---------- Supplied data ----------

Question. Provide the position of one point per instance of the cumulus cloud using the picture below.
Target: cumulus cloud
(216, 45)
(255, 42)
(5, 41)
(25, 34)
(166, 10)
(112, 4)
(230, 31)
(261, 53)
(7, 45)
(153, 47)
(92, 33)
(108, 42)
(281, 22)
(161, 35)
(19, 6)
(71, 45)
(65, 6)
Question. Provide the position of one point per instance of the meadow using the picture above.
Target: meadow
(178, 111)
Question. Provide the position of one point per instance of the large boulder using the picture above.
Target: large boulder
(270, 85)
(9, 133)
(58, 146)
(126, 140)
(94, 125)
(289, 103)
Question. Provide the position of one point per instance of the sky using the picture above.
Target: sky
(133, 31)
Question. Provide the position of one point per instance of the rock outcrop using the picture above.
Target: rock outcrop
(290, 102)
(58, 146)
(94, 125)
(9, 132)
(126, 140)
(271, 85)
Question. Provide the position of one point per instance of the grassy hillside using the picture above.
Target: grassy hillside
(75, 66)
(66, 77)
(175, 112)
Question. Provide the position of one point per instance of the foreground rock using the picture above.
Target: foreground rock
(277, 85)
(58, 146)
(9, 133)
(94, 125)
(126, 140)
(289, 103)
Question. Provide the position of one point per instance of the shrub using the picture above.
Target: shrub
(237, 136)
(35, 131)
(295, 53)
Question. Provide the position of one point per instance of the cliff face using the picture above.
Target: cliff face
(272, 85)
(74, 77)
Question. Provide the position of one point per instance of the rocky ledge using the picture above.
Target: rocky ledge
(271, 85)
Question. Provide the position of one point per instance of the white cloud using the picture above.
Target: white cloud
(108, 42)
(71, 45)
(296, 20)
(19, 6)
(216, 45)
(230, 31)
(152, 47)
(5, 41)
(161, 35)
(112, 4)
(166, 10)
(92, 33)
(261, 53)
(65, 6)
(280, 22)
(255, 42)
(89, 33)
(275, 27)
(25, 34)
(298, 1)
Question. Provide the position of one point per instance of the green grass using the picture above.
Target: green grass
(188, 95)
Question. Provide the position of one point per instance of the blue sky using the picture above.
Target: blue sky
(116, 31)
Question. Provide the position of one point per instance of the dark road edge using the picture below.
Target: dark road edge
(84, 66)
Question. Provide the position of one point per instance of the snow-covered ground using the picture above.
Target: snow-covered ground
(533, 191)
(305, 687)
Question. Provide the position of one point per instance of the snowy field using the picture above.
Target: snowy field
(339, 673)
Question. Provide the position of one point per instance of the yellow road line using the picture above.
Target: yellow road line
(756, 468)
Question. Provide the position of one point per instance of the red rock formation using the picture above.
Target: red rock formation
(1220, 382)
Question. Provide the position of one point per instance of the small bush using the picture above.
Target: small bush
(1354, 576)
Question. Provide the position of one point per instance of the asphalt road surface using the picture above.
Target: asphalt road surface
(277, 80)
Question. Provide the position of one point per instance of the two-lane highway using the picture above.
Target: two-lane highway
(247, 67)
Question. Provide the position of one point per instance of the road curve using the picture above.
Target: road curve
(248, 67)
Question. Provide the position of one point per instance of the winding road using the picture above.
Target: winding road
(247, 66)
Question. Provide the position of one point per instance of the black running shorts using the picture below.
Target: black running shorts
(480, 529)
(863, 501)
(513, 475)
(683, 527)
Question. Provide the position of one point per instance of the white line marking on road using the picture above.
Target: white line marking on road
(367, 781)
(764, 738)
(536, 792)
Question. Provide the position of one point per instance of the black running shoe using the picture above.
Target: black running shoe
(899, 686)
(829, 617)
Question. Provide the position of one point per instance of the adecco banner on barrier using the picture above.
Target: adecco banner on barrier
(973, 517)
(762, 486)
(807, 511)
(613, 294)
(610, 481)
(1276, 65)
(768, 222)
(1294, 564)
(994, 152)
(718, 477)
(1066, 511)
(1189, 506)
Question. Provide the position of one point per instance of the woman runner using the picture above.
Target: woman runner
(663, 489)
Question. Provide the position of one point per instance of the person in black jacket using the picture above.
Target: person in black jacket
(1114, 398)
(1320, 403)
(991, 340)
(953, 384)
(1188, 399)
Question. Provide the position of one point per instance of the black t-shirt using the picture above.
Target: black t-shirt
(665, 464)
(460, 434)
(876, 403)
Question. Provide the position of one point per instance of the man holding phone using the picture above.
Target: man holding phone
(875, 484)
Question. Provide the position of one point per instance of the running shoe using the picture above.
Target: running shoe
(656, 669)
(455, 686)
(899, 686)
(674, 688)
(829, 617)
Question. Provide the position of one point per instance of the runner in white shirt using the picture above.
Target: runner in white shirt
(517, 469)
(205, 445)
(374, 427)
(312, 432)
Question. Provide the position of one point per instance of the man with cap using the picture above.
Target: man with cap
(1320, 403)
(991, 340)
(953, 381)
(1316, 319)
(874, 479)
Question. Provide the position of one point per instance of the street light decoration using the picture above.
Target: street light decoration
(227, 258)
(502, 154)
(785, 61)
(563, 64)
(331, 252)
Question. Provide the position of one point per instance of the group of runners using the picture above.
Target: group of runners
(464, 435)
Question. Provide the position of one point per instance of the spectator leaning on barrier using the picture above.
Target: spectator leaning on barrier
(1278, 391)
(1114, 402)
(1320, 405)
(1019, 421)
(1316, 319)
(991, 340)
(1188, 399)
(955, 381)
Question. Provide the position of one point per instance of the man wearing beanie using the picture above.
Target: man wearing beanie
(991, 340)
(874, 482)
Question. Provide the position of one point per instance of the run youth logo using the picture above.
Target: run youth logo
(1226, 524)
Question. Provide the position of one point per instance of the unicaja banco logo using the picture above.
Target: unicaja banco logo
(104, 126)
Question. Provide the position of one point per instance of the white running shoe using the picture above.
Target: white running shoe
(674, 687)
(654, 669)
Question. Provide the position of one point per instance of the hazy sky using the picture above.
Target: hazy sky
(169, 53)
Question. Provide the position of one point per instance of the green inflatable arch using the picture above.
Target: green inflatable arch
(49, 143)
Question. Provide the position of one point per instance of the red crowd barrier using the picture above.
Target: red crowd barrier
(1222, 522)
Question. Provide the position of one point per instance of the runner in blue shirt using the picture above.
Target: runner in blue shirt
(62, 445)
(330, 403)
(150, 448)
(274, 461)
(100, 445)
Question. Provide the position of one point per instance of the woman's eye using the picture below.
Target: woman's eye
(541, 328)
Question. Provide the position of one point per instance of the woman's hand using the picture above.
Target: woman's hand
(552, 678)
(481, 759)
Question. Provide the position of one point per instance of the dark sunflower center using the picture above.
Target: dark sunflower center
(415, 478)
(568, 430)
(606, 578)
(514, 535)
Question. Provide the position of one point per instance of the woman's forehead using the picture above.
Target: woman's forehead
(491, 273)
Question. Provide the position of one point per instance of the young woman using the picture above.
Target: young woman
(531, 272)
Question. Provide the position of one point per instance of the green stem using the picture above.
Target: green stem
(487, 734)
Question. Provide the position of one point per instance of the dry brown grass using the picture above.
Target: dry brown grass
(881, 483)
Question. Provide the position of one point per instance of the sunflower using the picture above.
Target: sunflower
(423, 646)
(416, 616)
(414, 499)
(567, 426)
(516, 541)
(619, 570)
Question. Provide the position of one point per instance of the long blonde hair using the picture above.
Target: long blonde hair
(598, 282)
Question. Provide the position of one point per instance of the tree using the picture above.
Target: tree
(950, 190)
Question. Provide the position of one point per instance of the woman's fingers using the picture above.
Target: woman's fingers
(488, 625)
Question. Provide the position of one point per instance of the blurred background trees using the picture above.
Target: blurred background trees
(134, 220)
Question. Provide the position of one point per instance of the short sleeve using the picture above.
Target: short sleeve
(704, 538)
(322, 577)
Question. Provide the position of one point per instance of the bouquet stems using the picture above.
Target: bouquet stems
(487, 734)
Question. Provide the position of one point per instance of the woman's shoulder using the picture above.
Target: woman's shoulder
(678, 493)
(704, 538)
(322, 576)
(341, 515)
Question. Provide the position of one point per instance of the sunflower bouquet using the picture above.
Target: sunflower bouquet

----------

◆ **Given instruction**: Repeat, without change, each line of the data above from the one that contains "center using the picture above." through the final line, counting both.

◆ **Answer to the task**:
Question. Provide the position of one point per instance of the dark sunflower center using the picture above.
Target: dark sunflower center
(415, 478)
(568, 430)
(606, 578)
(514, 535)
Question. Provide the position of one point per instance of the woman's forehead using the picture above.
Target: woman's forehead
(491, 273)
Question. Provide the position of one point per instance of the young woman using the picture above.
Target: young woman
(531, 272)
Question. Provide the position of one point per instance of the green stem using the picture above.
Target: green stem
(487, 734)
Question. Provide the position of one point per instance of the dry brown grass using the picture above.
Target: dry brown grass
(881, 483)
Question. Provide the position of one point per instance of the sunflower using the picture above.
Target: sunflower
(423, 646)
(416, 616)
(414, 499)
(567, 426)
(516, 541)
(619, 570)
Question. Provide the position of one point per instance of the long blonde hair using the picture above.
Target: long blonde hair
(598, 282)
Question. Provide the position of one point per instance of the tree using the picture above.
Target: tree
(950, 190)
Question. Provide the position of one point per instance of the woman's fingers using the picture above.
Target: woman's fingers
(488, 625)
Question. Provide the position of one point per instance of the blurred background trees using the picture above.
Target: blurred background trees
(134, 220)
Question. Provide the position of one point per instance of the short sleeve using the picture above.
Target: short sleeve
(704, 538)
(322, 577)
Question. Provide the position of one point per instance of the bouquet stems using the picture above.
Target: bouquet stems
(487, 734)
Question. Provide the position of one point per instance of the woman's shoulder using the picture above.
Target: woman's shoulder
(678, 493)
(704, 538)
(322, 576)
(341, 515)
Question. Provide the position of one point per instance of the sunflower bouquet using the picture above.
Target: sunflower bouquet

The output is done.